Supplied information:
▬▬▬

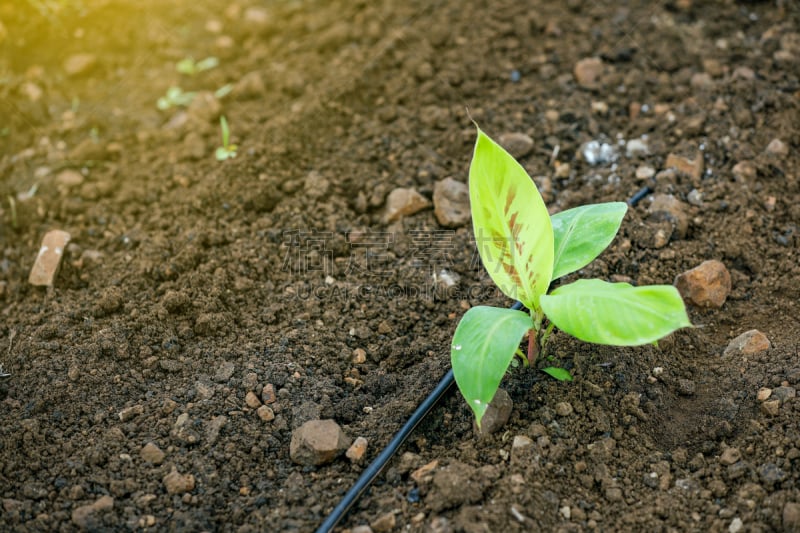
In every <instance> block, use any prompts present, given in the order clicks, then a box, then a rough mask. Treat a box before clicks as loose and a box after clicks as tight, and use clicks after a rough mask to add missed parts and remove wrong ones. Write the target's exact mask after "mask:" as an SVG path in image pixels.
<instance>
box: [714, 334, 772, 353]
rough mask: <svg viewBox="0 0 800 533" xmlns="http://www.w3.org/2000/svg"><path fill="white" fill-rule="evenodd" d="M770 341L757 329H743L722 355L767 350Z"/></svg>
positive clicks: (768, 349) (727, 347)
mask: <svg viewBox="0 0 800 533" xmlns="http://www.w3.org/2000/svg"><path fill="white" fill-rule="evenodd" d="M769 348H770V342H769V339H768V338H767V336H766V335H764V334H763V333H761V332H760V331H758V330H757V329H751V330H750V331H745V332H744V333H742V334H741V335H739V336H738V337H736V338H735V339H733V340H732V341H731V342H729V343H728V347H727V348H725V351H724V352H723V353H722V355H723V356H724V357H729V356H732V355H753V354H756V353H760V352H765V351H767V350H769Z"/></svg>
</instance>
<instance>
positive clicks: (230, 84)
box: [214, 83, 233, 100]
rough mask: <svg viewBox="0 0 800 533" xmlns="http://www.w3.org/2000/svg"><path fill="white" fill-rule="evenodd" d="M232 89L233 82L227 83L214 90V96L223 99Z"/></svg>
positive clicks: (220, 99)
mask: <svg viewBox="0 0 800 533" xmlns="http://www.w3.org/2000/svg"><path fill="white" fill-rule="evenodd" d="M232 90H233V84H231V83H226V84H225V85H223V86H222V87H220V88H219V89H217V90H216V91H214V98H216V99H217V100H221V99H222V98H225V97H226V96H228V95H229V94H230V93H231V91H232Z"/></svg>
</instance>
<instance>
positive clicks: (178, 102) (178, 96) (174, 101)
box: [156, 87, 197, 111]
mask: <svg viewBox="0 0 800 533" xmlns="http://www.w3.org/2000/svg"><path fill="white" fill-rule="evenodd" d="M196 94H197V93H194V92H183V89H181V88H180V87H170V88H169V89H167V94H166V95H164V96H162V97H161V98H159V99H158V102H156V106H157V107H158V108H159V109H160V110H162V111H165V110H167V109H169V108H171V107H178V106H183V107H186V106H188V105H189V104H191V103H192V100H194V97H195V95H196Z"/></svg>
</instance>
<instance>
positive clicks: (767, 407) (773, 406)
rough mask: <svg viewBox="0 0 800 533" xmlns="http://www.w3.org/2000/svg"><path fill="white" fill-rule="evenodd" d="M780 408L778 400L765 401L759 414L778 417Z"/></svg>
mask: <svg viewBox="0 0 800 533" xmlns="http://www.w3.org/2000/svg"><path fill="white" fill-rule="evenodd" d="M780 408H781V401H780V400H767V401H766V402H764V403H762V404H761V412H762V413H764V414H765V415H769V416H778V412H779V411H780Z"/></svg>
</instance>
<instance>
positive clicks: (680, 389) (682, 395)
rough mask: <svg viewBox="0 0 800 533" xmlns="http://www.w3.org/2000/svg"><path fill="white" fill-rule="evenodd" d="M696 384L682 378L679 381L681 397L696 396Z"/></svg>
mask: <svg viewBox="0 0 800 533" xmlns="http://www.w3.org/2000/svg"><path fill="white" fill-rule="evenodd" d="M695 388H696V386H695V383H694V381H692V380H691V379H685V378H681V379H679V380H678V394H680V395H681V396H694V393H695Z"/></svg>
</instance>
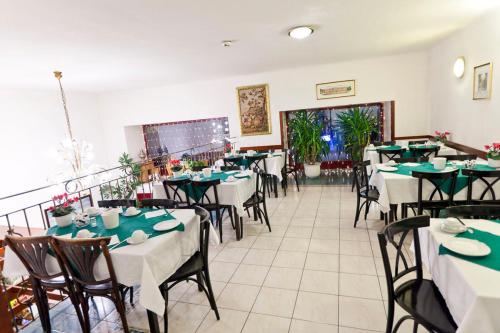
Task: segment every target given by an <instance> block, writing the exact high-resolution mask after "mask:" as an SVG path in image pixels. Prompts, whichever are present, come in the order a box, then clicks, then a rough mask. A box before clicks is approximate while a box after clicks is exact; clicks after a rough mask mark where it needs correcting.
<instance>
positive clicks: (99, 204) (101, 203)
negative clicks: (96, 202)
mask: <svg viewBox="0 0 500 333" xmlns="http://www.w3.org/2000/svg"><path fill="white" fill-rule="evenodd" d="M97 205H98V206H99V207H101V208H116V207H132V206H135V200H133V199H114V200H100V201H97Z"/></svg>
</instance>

▬▬▬

Work to complete: Give all the records again, exactly, without images.

Finished exercise:
In every <instance> block, use any prompts present, given in the order clicks, then a box, then a rough mask. Treat a box before clicks as loose and a box after clicks as tight, and use clicks after a rough mask to add missed parts and remove wrong ones. Write the target's exact mask after "mask:" as an SVG path in image pixels.
<instance>
box: [714, 334, 772, 353]
rough mask: <svg viewBox="0 0 800 533" xmlns="http://www.w3.org/2000/svg"><path fill="white" fill-rule="evenodd" d="M770 341L757 329H743L722 355L767 350Z"/></svg>
positive clicks: (768, 349) (727, 347)
mask: <svg viewBox="0 0 800 533" xmlns="http://www.w3.org/2000/svg"><path fill="white" fill-rule="evenodd" d="M769 348H770V342H769V339H768V338H767V336H766V335H764V334H763V333H761V332H760V331H758V330H757V329H751V330H750V331H745V332H744V333H742V334H741V335H739V336H738V337H736V338H735V339H733V340H732V341H731V342H729V343H728V347H727V348H725V351H724V352H723V353H722V355H723V356H724V357H729V356H732V355H753V354H756V353H760V352H765V351H767V350H769Z"/></svg>
</instance>
<instance>
positive clicks: (230, 84)
box: [214, 83, 233, 100]
rough mask: <svg viewBox="0 0 800 533" xmlns="http://www.w3.org/2000/svg"><path fill="white" fill-rule="evenodd" d="M232 89L233 82L227 83L214 90V96L223 99Z"/></svg>
positive clicks: (220, 99)
mask: <svg viewBox="0 0 800 533" xmlns="http://www.w3.org/2000/svg"><path fill="white" fill-rule="evenodd" d="M232 90H233V84H231V83H226V84H225V85H223V86H222V87H220V88H219V89H217V90H216V91H214V98H216V99H217V100H221V99H222V98H225V97H226V96H228V95H229V94H230V93H231V91H232Z"/></svg>
</instance>
<instance>
positive clicks: (178, 102) (178, 96) (174, 101)
box: [156, 87, 197, 111]
mask: <svg viewBox="0 0 800 533" xmlns="http://www.w3.org/2000/svg"><path fill="white" fill-rule="evenodd" d="M196 94H197V93H194V92H183V89H181V88H180V87H170V88H169V89H167V94H166V95H164V96H162V97H161V98H159V99H158V102H156V106H157V107H158V108H159V109H160V110H162V111H165V110H167V109H169V108H171V107H178V106H183V107H186V106H188V105H189V104H191V103H192V100H194V97H195V95H196Z"/></svg>
</instance>
<instance>
positive clicks: (767, 407) (773, 406)
rough mask: <svg viewBox="0 0 800 533" xmlns="http://www.w3.org/2000/svg"><path fill="white" fill-rule="evenodd" d="M780 408L778 400L765 401L759 414L778 417Z"/></svg>
mask: <svg viewBox="0 0 800 533" xmlns="http://www.w3.org/2000/svg"><path fill="white" fill-rule="evenodd" d="M780 408H781V401H780V400H767V401H766V402H764V403H762V404H761V412H762V413H764V414H765V415H769V416H778V412H779V411H780Z"/></svg>
</instance>
<instance>
positive clicks: (680, 389) (682, 395)
rough mask: <svg viewBox="0 0 800 533" xmlns="http://www.w3.org/2000/svg"><path fill="white" fill-rule="evenodd" d="M696 384L682 378L679 381L681 397L696 396Z"/></svg>
mask: <svg viewBox="0 0 800 533" xmlns="http://www.w3.org/2000/svg"><path fill="white" fill-rule="evenodd" d="M695 388H696V386H695V383H694V381H692V380H691V379H685V378H681V379H679V380H678V394H680V395H681V396H694V393H695Z"/></svg>
</instance>
Task: segment every target given by an <instance> block, writing the exact high-resolution mask after "mask:" as an SVG path in image pixels. Prompts, whichever are present, come in the order a box, then clicks, then a rough mask. A box before clicks is approximate while a box after clicks is exact; clicks after a rough mask mark where it needs correcting.
<instance>
positive clicks: (99, 204) (101, 203)
negative clicks: (96, 202)
mask: <svg viewBox="0 0 500 333" xmlns="http://www.w3.org/2000/svg"><path fill="white" fill-rule="evenodd" d="M97 205H98V206H99V207H101V208H116V207H132V206H135V200H133V199H114V200H100V201H97Z"/></svg>
</instance>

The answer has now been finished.